> _Work request_: An exact copy of every record is required.

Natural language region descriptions

____

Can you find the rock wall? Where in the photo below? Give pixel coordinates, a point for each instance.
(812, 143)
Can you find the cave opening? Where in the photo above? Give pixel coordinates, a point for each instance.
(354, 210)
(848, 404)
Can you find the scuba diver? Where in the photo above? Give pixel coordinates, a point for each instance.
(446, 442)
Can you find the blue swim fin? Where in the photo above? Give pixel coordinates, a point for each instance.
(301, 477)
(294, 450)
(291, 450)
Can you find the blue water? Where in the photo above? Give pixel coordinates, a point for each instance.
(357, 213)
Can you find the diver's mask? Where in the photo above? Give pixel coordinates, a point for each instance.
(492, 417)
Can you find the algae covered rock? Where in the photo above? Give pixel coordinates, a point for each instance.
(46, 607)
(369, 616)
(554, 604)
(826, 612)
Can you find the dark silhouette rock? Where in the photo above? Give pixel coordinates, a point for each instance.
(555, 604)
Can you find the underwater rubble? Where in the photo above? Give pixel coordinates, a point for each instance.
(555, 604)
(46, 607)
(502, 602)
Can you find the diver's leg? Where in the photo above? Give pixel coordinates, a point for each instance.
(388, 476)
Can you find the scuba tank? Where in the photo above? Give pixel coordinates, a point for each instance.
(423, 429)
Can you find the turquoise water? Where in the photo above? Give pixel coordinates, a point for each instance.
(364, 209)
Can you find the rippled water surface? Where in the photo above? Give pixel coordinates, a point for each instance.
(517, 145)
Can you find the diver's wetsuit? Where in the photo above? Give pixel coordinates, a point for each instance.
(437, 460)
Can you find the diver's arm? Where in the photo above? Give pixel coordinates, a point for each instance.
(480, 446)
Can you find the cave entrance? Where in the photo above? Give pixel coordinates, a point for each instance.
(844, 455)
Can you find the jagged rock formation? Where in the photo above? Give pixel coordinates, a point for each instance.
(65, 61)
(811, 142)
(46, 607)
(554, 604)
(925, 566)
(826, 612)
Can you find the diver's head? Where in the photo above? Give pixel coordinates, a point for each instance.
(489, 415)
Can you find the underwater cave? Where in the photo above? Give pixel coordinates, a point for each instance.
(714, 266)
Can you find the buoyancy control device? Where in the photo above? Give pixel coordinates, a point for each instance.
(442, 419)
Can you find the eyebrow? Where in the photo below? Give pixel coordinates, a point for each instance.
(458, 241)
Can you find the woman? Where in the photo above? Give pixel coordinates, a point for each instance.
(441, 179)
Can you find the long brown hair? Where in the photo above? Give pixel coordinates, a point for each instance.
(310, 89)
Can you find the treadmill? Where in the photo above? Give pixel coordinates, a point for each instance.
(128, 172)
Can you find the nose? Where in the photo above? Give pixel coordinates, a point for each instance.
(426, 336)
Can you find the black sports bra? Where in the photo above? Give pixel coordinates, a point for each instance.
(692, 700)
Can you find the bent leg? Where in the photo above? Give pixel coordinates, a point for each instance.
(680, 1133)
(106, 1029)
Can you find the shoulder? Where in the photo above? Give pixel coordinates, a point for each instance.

____

> _Result of this task_:
Can you find the rock wall? Where in the photo below? Give pixel coordinates, a point for each instance.
(812, 143)
Can you find the cave opening? Where in the photo above? Give pixel coordinates, a point for each instance.
(354, 210)
(848, 404)
Can you find the scuba diver? Where in the photo above? Give pixel coordinates, a point for each instance.
(446, 442)
Can you find the blue swim fin? Where in the photo above? Give pixel coordinates, a point for each instance.
(301, 477)
(294, 450)
(291, 450)
Can you find the blue water? Where in the photo above? Give pixel coordinates, a point for each instance.
(357, 213)
Can you find the diver's mask? Where in the photo above? Give pixel coordinates, a point for each instance.
(492, 417)
Can you find the algae covered rock? Where in the photo above? Give pixel coordinates, a point for each instance.
(46, 607)
(369, 616)
(554, 604)
(826, 612)
Can you find the dark silhouette rock? Where in the photo above? Give pixel coordinates, a point for each instance.
(555, 604)
Can you find the underwater rubble? Where in the photo above? Give pixel coordinates, a point for each instance.
(555, 604)
(46, 607)
(502, 602)
Can you find the diver's leg? Where in the photo above? Give pixel coordinates, a point for each instance.
(388, 476)
Can you find the scuba tank? Where in the photo above? Give pixel coordinates, a point for each instance.
(423, 429)
Can you find the turquoise water? Where in the photo above? Give pixel coordinates, a point for each instance.
(364, 209)
Can you find the rippled water surface? Where in the photo above? Give pixel coordinates, a point for each instance.
(517, 145)
Can you find the diver's wetsuit? Where in the photo above? Give pixel coordinates, a point for each instance.
(437, 460)
Can you find the diver's arm? Where in the photo above? Give pixel coordinates, a point for each instance.
(480, 446)
Can you find the cave entrance? Where in the photo above? Give pixel coordinates, a point for each instance.
(844, 455)
Can you find the jagged rock formation? Where in the photo above? Give pixel coordinates, a point for each instance.
(65, 61)
(811, 142)
(46, 607)
(554, 604)
(925, 566)
(826, 612)
Can you find the diver's head? Where in the photo above? Give pixel coordinates, a point for each instance.
(489, 415)
Can you find the underwater cave? Where in the photo above? Give pixel coordinates, a point for each instance.
(714, 266)
Can you find the buoyancy control device? Where in the photo above? Give pixel coordinates, a point for each instance.
(442, 419)
Can you find the eyebrow? Where in the photo below? Give pixel coordinates, a point for each instance.
(458, 241)
Can you find the woman? Where in the photo above? Give pixel coordinates, a point for each instance.
(441, 179)
Can you find the long brown hair? Where in the photo above? Give pixel coordinates, a point for each instance.
(310, 89)
Can you find the treadmill? Where in the photo above? Give pixel coordinates, a point for each instance.
(128, 172)
Can you find the nose? Where in the photo above? Give pixel coordinates, a point for each instance.
(426, 336)
Can you find the black sports bra? Where in the photo above? Give pixel coordinates, a point for each instance.
(692, 700)
Can you find the bent leg? Where in the photo above? Give pixel coordinates, a point for each instance.
(680, 1133)
(106, 1029)
Can you find the shoulder? Where in the photo above? Give pixel coordinates, a point for each instance.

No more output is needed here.